# Benchmarks

Our code right now takes a while to run for a large number of directions. We'd like to understand what parts take the longest to run, so we can speed it up.

### Loss landscape and model

In [1]:
import torch
import numpy as np
import matplotlib.pyplot as plt
from typing import List

class LossLandscape:
    def __init__(self, 
                 minima_sharp_loc=-1.0, 
                 minima_wide_loc=1.0,
                 sharp_width=0.1,
                 wide_width=0.2,
                 amplitude=1.0,
                 baseline=1.0):
        """
        Initialize a customizable loss landscape with two minima.
        """
        self.minima_sharp_loc = minima_sharp_loc
        self.minima_wide_loc = minima_wide_loc
        self.sharp_width = sharp_width
        self.wide_width = wide_width
        self.amplitude = amplitude
        self.baseline = baseline
        
    def get_minima_parameters(self):
        """Return the key parameters defining the minima"""
        return {
            'minima_sharp_loc': self.minima_sharp_loc,
            'minima_wide_loc': self.minima_wide_loc,
            'sharp_width': self.sharp_width,
            'wide_width': self.wide_width
        }
        
    def __call__(self, x):
        """Compute the loss at point(s) x"""

- [Do this] Carry on the loss landscape benchmarking code from the point where it stops.

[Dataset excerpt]
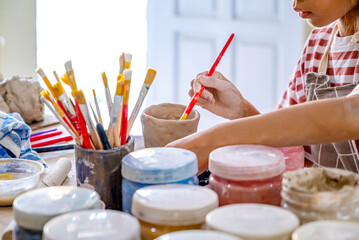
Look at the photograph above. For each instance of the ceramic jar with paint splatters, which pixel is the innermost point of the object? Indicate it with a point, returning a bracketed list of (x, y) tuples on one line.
[(247, 174), (33, 209), (153, 166), (162, 209), (253, 221), (93, 224)]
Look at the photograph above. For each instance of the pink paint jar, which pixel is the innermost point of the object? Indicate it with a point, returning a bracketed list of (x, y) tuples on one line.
[(246, 174), (293, 157)]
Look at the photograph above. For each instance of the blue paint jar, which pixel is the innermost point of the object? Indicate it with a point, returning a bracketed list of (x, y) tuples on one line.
[(152, 166)]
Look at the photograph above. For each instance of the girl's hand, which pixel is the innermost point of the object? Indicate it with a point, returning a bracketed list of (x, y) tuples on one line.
[(221, 96)]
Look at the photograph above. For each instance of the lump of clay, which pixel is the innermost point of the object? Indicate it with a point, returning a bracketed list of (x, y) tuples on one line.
[(22, 95)]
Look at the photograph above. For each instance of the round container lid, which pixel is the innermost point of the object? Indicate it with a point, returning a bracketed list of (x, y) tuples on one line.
[(159, 165), (246, 162), (173, 204), (93, 225), (198, 234), (328, 230), (33, 209), (253, 221)]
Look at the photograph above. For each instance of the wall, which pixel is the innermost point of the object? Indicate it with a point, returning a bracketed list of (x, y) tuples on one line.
[(17, 26)]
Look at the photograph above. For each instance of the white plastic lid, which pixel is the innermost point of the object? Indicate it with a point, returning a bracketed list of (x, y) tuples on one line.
[(173, 204), (34, 208), (328, 230), (197, 235), (253, 221), (93, 225), (246, 162), (159, 165)]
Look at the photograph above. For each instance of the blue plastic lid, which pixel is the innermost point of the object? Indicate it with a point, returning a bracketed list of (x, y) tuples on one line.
[(159, 165)]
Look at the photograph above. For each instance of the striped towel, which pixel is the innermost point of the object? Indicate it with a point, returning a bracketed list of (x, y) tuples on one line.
[(15, 138)]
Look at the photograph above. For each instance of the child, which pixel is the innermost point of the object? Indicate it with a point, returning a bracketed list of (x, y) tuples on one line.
[(328, 68)]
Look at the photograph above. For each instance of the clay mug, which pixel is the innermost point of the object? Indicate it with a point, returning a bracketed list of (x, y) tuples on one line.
[(161, 124)]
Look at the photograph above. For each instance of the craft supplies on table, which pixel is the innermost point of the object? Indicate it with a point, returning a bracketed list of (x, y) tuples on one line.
[(198, 234), (246, 174), (321, 194), (33, 209), (253, 221), (16, 177), (101, 171), (168, 208), (93, 224), (328, 230), (151, 166)]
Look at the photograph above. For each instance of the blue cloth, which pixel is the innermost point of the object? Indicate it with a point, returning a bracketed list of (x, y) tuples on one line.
[(15, 138)]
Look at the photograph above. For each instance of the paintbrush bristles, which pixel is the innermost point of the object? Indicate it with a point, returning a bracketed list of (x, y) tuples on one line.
[(80, 97), (41, 72), (151, 74), (56, 76), (127, 73), (104, 79), (58, 90)]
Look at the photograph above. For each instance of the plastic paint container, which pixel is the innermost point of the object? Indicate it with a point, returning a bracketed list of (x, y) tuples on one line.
[(253, 221), (93, 225), (321, 194), (34, 208), (327, 230), (246, 174), (293, 157), (162, 209), (198, 234), (152, 166)]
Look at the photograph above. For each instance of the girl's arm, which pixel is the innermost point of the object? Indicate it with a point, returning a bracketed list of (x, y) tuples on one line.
[(322, 121)]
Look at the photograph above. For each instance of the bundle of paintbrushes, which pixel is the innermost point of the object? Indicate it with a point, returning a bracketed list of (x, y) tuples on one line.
[(73, 112)]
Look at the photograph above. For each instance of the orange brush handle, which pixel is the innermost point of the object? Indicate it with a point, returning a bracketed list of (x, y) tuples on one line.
[(210, 72)]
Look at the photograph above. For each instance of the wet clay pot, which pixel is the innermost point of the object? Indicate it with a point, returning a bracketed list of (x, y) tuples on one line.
[(161, 124)]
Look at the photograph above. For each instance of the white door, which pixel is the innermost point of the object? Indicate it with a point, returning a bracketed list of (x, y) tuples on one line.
[(185, 37)]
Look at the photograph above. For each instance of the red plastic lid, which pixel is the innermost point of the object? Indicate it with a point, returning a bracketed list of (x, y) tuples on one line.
[(246, 162)]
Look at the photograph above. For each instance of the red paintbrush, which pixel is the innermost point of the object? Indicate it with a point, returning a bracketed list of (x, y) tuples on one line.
[(198, 94)]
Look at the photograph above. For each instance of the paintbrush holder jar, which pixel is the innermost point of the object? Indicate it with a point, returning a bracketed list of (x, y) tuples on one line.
[(246, 174), (34, 208), (251, 221), (93, 224), (100, 170), (169, 208), (161, 124), (321, 194), (154, 166)]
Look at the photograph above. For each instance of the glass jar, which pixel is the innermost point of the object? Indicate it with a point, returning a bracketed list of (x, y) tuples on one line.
[(246, 174), (321, 194), (198, 234), (293, 157), (162, 209), (328, 230), (34, 208), (253, 221), (152, 166), (93, 224)]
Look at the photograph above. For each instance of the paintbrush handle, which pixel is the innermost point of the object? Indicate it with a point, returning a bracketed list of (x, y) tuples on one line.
[(102, 134), (210, 72), (137, 107)]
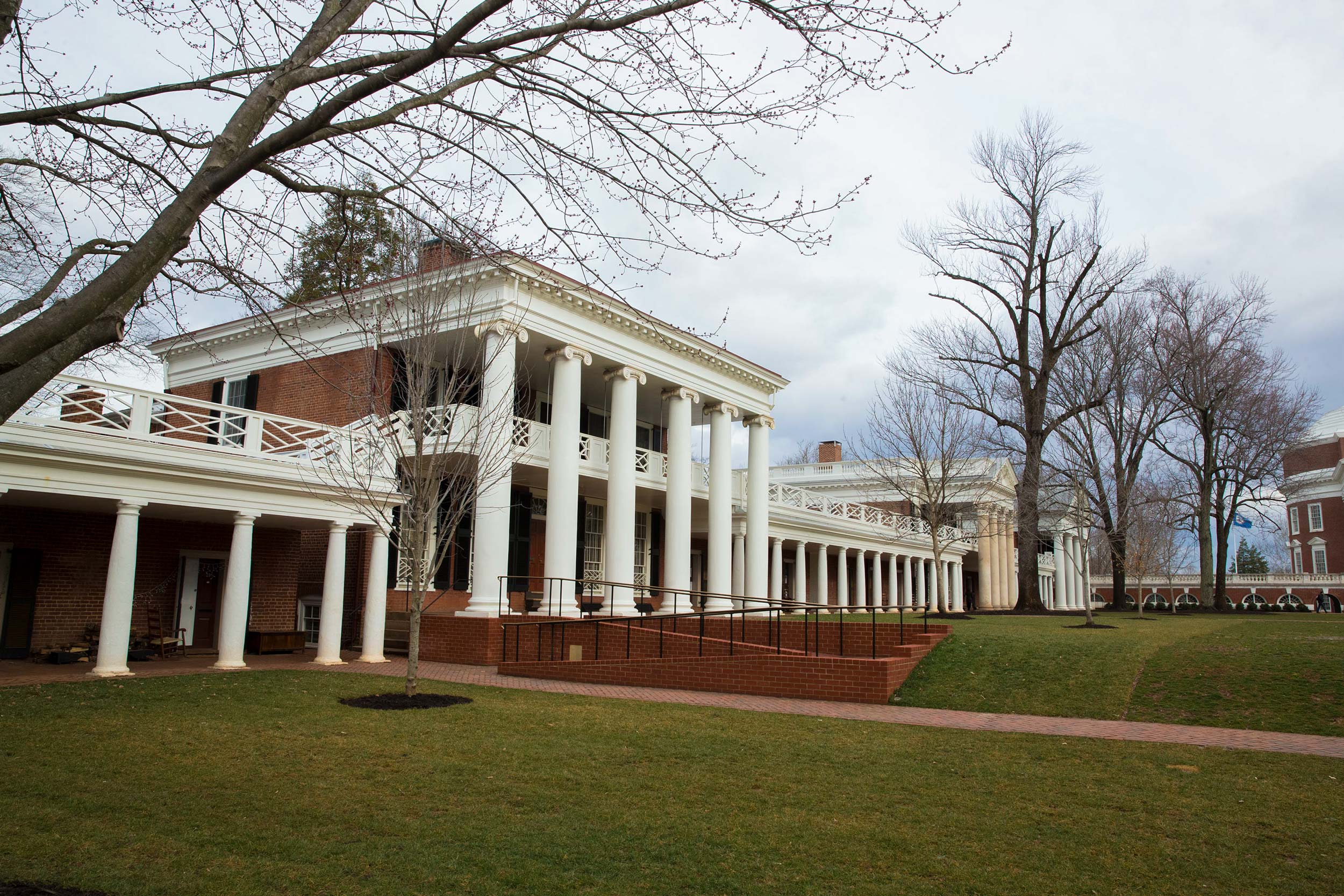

- [Response to this exercise]
        gaussian_sharp = self.amplitude * torch.exp(
            -0.5 * ((x - self.minima_sharp_loc) / self.sharp_width)**2
        )
        gaussian_wide = self.amplitude * torch.exp(
            -0.5 * ((x - self.minima_wide_loc) / self.wide_width)**2
        )
        return self.baseline - gaussian_sharp - gaussian_wide
    
    def visualize(self, x_range=(-2, 2), num_points=500):
        """Visualize the loss landscape"""
        x = torch.linspace(x_range[0], x_range[1], num_points)
        loss = self(x)
        
        plt.figure(figsize=(8, 5))
        plt.plot(x.numpy(), loss.numpy())
        plt.xlabel('x')
        plt.ylabel('Loss')
        plt.title('Loss Landscape')
        
        plt.axvline(x=self.minima_sharp_loc, color='r', 
                   linestyle='--', alpha=0.3, label='Sharp minimum')
        plt.axvline(x=self.minima_wide_loc, color='b', 
                   linestyle='--', alpha=0.3, label='Wide minimum')
        
        plt.grid(True, alpha=0.3)
        plt.legend()
        plt.show()

    def random_parameter_search(self, dim: int, num_samples: int = 10000, upper = 10, low = -10):
        """
        Perform random parameter search using the class's minima parameters
        
        Args:
            dim: Dimension of parameter space
            num_samples: Number of random samples to generate
            
        Returns:
            Tuple of (sharp_count, wide_count, samples)
        """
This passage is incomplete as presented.